Stored data
· · · · ·
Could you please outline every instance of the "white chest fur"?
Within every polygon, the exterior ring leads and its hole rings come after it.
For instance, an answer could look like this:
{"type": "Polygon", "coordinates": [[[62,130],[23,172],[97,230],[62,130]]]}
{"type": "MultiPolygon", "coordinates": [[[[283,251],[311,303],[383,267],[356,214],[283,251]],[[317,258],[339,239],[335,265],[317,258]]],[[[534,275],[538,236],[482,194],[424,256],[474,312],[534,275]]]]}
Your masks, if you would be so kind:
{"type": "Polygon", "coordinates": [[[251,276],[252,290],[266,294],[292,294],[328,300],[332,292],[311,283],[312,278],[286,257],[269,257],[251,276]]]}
· · · · ·
Work task —
Take the records shown above and output them again exactly.

Task output —
Could you please outline every instance of the "white chest fur"?
Within every polygon, the exterior ring leads and its hole rings come after it.
For instance, an answer could look like this:
{"type": "Polygon", "coordinates": [[[62,130],[23,172],[97,230],[62,130]]]}
{"type": "MultiPolygon", "coordinates": [[[[283,251],[311,303],[383,267],[356,214],[283,251]],[[317,258],[339,239],[335,265],[317,258]]],[[[534,275],[538,236],[482,194],[424,256],[474,312],[534,275]]]]}
Your masks, if you would be so kind:
{"type": "Polygon", "coordinates": [[[251,276],[252,290],[266,294],[292,294],[328,300],[332,292],[311,283],[312,278],[286,257],[269,257],[251,276]]]}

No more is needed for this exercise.